[[ DATA SUPPLIED, beginning ]]

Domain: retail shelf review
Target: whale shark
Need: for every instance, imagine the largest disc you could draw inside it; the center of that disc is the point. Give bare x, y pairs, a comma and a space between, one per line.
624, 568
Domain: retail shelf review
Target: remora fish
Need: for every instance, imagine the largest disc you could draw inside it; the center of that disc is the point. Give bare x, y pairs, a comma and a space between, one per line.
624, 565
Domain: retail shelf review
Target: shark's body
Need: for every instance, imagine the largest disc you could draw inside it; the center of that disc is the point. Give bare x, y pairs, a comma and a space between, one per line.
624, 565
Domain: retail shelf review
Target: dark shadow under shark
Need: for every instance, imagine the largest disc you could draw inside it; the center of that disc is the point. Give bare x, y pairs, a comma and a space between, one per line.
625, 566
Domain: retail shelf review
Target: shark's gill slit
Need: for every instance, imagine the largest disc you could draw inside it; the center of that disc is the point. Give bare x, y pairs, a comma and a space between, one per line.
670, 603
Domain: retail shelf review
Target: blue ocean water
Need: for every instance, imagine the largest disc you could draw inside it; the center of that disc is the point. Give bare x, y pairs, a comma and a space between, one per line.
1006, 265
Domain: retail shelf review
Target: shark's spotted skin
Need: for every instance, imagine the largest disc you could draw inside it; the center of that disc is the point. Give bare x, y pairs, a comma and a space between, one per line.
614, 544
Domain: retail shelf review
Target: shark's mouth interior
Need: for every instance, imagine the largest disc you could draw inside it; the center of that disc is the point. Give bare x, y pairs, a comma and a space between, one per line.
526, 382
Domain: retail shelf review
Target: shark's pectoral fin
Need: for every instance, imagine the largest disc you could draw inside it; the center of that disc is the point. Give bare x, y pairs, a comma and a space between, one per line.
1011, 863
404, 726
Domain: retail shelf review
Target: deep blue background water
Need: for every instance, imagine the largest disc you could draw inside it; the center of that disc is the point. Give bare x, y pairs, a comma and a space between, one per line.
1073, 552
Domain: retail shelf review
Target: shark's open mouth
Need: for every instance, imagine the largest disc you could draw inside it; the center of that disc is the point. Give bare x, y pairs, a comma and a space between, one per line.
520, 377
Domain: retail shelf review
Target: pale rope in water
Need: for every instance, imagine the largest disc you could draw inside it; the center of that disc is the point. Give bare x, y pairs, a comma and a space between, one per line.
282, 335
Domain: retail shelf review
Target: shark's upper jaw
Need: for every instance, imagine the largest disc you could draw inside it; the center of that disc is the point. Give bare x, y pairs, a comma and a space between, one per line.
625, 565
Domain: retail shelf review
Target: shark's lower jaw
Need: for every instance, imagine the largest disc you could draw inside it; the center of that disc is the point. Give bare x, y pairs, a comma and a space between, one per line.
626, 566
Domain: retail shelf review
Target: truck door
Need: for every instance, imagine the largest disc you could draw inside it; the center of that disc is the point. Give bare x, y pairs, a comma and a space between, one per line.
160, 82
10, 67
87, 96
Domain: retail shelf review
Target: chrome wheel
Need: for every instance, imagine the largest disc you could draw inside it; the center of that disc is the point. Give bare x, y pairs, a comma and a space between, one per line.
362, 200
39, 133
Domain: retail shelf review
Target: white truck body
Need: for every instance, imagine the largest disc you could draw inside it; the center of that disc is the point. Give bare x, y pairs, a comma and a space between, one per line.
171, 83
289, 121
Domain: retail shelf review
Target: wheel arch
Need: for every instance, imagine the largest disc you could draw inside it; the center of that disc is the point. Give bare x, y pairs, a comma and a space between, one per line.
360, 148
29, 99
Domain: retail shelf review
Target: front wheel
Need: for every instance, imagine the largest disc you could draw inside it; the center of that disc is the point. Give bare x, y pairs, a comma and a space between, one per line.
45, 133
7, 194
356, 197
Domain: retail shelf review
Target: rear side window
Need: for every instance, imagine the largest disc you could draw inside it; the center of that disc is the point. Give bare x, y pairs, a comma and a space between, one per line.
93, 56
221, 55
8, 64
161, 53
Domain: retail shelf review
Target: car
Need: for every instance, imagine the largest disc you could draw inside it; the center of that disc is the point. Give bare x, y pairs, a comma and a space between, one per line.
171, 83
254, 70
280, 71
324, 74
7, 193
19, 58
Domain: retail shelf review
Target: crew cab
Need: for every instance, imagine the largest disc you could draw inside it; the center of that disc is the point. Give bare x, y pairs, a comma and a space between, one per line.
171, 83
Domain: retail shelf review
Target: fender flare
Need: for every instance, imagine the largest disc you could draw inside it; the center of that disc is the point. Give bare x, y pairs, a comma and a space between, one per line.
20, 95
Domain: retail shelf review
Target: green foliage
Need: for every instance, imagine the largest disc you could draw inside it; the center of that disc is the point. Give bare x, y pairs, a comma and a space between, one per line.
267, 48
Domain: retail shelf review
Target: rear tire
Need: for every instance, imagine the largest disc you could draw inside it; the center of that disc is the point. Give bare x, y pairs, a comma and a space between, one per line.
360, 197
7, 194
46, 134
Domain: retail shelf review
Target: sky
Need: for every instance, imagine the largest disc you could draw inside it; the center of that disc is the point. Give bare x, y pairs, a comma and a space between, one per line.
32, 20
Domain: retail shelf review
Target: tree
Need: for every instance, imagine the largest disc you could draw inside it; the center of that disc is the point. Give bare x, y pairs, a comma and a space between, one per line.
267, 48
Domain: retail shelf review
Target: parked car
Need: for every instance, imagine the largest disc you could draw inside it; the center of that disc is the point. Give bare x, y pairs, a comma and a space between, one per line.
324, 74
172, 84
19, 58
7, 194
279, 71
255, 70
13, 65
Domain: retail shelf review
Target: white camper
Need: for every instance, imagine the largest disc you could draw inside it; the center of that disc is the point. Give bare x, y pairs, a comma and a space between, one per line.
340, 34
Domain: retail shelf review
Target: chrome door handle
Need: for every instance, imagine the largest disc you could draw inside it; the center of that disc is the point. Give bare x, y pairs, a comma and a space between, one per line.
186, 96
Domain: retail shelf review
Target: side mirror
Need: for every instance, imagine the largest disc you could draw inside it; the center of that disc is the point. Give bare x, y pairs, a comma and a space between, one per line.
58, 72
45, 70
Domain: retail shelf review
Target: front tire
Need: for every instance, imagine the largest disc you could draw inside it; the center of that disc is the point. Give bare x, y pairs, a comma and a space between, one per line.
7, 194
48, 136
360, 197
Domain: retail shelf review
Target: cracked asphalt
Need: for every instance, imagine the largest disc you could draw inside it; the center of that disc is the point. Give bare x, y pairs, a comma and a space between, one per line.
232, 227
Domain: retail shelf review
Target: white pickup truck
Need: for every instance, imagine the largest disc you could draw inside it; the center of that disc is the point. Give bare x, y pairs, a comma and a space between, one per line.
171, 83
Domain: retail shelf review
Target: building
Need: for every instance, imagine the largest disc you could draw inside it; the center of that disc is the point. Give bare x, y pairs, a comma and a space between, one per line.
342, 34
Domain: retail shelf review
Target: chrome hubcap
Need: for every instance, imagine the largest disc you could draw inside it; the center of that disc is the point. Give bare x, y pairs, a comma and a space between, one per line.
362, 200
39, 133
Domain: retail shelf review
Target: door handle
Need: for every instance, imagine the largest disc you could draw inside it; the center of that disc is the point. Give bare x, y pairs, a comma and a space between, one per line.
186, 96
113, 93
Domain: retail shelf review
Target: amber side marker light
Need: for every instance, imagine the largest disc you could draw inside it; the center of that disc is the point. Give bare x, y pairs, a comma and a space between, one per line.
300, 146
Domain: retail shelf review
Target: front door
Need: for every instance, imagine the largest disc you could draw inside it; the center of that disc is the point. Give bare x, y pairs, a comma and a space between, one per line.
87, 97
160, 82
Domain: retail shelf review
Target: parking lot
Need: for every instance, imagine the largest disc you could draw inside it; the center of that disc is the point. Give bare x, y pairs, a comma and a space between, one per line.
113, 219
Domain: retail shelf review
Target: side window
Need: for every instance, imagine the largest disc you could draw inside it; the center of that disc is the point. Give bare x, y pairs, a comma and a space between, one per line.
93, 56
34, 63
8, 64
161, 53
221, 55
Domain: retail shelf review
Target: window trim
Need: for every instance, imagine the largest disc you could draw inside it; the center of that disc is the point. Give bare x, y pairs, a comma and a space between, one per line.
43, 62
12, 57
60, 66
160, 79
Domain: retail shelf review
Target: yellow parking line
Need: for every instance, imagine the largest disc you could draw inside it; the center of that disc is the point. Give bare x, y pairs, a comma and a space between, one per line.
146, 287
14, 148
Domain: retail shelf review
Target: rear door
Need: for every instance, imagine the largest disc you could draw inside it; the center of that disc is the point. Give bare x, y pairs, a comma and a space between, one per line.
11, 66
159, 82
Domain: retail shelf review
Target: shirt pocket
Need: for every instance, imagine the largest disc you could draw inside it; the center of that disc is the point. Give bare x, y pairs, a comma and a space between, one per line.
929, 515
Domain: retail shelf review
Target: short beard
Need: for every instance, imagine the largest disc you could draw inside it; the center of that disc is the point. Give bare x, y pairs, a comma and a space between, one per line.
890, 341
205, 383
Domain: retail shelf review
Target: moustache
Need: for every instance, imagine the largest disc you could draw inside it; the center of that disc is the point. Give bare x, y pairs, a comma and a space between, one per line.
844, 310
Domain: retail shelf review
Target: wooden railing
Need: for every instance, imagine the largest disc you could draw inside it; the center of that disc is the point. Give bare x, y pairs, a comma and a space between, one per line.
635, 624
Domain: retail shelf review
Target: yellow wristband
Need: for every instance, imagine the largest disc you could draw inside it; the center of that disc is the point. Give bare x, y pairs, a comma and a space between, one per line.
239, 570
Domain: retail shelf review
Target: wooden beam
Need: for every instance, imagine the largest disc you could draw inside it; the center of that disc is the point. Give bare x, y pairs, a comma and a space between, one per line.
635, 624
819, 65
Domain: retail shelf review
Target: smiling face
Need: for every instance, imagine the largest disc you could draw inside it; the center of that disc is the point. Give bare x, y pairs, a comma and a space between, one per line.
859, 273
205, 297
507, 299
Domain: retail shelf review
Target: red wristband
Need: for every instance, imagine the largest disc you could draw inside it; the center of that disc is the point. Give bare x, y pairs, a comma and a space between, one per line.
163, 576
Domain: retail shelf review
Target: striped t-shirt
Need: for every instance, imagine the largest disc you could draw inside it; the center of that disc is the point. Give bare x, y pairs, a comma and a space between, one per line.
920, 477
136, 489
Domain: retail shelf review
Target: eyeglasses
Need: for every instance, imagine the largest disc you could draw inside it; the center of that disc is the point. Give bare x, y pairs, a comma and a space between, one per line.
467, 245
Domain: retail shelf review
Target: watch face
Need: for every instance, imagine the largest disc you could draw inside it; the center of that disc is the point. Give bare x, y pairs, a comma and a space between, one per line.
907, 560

[[ DATA SUPPLIED, end ]]

▸ ASSIGNMENT: I'd like the lines above from the one with "Target: parking lot" up to and including the one with "Target: side window" copied exactly, with no other lines.

▸ SOLVED EXERCISE:
Target: parking lot
Need: for every instance, imagine the largest disc you could draw inside it; the center of that disc is the point. Give bare x, y pairs, a comma and a space between, one per line.
113, 219
Domain: retail shelf review
Target: side window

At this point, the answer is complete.